Tarefa A
Transcreva fielmente a parte do trecho selecionado que vai de "Há quem considere" a "Creio que sim.".
Tarefa B
Segundo o trecho selecionado, quantos meninos e meninas o Peti atendia em 1996?

Trecho selecionado
______

O bonde da História

Notícias - 25/09/2001

Há quem considere tímido o esforço do governo brasileiro para erradicar o trabalho infantil no País, principalmente naquelas atividades consideradas penosas, insalubres, degradantes e perigosas. Será que está faltando um olhar mais atento para os avanços e conquistas alcançados nessa área?

Creio que sim.

Repare-se: de 4 mil meninos e meninas atendidos pelo Programa de Erradicação do Trabalho Infantil (Peti), em 1996, vamos atingir, ainda este ano, a marca de 717 mil, um aumento de mais de 17.000%. Naquele ano, o orçamento disponível era de R$ 900 mil. Hoje, são mais de R$ 300 milhões. A prioridade é chegar aos rincões onde a pobreza é mais dura. Só no Nordeste vamos atender a 100% da demanda identificada pelos Estados. Com isso, até o final do ano, a chaga do trabalho penoso naquela parte do País estará erradicada.

Veja-se mais: de acordo com tabulações especiais baseadas na Pesquisa Nacional por Amostra de Domicílio (Pnad), existem no Brasil cerca de 860 mil crianças e adolescentes com idade entre 7 e 14 anos envolvidas com o trabalho nessas atividades – alvo específico do Peti. Portanto, estamos devolvendo aos bancos escolares, até dezembro, nada menos que 83% desse universo e vamos chegar à totalidade até 2002.

Serão só números? Observem-se alguns pontos do recente relatório elaborado pela parceria Fundo das Nações Unidas para a Infância (Unicef), Organização Internacional do Trabalho (OIT) e Banco Interamericano de Desenvolvimento (BID): “O Peti é único em todo o mundo, pois oferece uma estratégia factível dirigida à erradicação das piores formas de trabalho infantil“; “Indubitavelmente, esta é uma história de sucesso.“

Os resultados são tímidos? Olhe-se um pouco mais adiante. Já conseguimos inserir no sistema educacional 97% das crianças brasileiras em idade escolar. Para atingir os 3% restantes e universalizar o ensino fundamental o governo vem investindo recursos substanciais em vários programas, entre eles o Bolsa-Escola, também destinado aos mais pobres. Só para este ano, o programa dispõe de R$ 1,7 bilhão, dez vezes mais que em 2000, e vai beneficiar 10,7 milhões de crianças entre 6 e 15 anos, muitas delas em risco de se envolverem no trabalho precoce.

______

Registros fornecidos
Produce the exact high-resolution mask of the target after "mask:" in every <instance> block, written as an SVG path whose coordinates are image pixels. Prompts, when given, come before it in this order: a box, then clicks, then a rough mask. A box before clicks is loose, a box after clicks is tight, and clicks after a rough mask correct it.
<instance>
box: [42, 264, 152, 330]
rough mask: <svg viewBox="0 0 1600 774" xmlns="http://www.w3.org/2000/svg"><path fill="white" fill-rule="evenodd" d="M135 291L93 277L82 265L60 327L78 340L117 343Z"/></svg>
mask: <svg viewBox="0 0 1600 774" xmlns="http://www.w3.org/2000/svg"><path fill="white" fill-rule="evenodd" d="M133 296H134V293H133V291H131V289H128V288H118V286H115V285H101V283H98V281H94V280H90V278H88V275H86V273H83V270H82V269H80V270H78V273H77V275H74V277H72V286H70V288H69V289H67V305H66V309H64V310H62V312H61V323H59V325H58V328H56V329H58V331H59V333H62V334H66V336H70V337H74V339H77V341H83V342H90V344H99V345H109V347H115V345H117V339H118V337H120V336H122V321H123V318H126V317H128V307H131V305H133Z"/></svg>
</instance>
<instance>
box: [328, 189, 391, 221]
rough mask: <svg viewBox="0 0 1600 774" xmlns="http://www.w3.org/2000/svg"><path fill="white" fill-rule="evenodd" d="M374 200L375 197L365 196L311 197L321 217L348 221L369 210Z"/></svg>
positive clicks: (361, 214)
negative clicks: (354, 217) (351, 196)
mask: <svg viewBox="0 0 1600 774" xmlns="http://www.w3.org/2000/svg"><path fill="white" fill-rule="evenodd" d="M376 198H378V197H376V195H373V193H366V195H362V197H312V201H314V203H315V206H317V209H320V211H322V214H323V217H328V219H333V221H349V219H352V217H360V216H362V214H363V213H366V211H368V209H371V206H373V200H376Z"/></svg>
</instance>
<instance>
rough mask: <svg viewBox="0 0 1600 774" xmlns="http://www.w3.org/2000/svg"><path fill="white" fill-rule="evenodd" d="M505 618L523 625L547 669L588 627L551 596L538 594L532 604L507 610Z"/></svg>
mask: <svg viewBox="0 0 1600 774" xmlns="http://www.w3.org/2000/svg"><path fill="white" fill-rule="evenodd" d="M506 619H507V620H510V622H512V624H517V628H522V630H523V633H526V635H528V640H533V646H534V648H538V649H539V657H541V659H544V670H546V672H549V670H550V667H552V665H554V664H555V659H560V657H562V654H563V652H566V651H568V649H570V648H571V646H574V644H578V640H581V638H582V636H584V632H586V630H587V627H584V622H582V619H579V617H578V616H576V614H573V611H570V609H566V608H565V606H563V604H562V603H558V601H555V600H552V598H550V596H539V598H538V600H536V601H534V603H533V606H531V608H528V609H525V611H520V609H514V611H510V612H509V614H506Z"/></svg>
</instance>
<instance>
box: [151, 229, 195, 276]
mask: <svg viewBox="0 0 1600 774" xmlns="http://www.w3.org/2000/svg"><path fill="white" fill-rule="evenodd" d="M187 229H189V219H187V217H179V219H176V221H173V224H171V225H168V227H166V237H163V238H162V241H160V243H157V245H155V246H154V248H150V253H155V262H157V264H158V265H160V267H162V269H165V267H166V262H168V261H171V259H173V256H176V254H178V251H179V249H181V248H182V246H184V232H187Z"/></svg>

______

Resposta A
Há quem considere tímido o esforço do governo brasileiro para erradicar o trabalho infantil no País, principalmente naquelas atividades consideradas penosas, insalubres, degradantes e perigosas. Será que está faltando um olhar mais atento para os avanços e conquistas alcançados nessa área?

Creio que sim.

Resposta B
4 mil meninos e meninas.